Wherever the string "person" shows up in the records below, return that line.

### Data for review

- Opening Delimiter -

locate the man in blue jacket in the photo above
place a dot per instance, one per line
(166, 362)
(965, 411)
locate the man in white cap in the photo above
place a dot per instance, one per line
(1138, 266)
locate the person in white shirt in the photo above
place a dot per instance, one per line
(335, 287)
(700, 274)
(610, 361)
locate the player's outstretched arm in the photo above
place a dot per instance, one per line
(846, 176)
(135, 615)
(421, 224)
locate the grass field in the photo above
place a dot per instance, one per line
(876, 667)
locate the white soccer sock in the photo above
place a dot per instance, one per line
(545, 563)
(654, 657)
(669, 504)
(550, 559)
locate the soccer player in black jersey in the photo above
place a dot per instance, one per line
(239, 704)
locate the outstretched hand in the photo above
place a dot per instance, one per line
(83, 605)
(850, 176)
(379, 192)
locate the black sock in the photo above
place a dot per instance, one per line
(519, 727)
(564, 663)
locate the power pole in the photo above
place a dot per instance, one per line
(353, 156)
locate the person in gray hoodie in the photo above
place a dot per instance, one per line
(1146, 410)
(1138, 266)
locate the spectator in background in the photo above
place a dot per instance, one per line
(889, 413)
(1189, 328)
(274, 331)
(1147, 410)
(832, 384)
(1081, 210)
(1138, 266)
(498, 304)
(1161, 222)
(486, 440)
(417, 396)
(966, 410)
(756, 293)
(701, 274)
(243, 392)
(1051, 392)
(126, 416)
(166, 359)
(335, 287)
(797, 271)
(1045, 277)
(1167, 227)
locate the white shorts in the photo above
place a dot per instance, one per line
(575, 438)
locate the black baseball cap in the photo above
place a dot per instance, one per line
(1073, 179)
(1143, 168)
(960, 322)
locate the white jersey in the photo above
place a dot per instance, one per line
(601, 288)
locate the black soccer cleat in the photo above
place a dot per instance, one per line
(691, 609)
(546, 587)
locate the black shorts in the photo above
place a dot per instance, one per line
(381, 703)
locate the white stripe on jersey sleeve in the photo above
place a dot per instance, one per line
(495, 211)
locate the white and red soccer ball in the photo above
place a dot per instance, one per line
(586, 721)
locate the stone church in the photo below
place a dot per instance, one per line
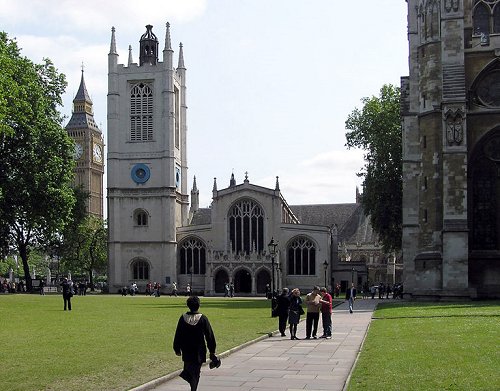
(158, 232)
(451, 149)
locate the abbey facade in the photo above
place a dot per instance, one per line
(451, 149)
(158, 232)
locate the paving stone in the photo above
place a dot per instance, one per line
(281, 364)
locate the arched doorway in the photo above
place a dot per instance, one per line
(263, 279)
(243, 281)
(221, 277)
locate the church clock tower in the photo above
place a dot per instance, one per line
(89, 150)
(147, 163)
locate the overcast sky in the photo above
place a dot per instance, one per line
(270, 83)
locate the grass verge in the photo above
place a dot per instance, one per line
(109, 342)
(429, 346)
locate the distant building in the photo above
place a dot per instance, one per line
(451, 150)
(89, 150)
(157, 234)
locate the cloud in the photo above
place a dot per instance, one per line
(96, 15)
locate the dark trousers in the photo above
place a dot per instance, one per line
(282, 323)
(312, 320)
(191, 373)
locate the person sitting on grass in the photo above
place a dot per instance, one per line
(193, 329)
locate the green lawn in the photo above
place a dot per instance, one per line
(429, 346)
(108, 342)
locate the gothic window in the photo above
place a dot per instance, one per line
(192, 256)
(246, 227)
(485, 232)
(140, 218)
(496, 19)
(140, 270)
(301, 257)
(141, 112)
(481, 19)
(177, 110)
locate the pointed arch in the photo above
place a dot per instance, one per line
(192, 256)
(301, 256)
(481, 19)
(246, 226)
(484, 184)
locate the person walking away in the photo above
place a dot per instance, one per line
(326, 313)
(294, 312)
(282, 309)
(313, 310)
(67, 293)
(193, 329)
(351, 296)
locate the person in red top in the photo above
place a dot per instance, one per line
(326, 313)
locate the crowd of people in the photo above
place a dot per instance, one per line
(289, 309)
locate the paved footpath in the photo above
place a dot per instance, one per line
(278, 363)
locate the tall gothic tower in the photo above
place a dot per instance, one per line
(451, 149)
(147, 162)
(89, 150)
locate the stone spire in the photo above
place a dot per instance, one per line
(148, 45)
(181, 58)
(83, 113)
(195, 199)
(168, 42)
(112, 47)
(130, 61)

- Closing Delimiter -

### Answer box
locate the person in white shirt in the photo above
locate the person in gray hoodie in the photo above
locate the person sitting on grass in the photo above
locate the person walking away in the photo above
locate the person in red top in the photo above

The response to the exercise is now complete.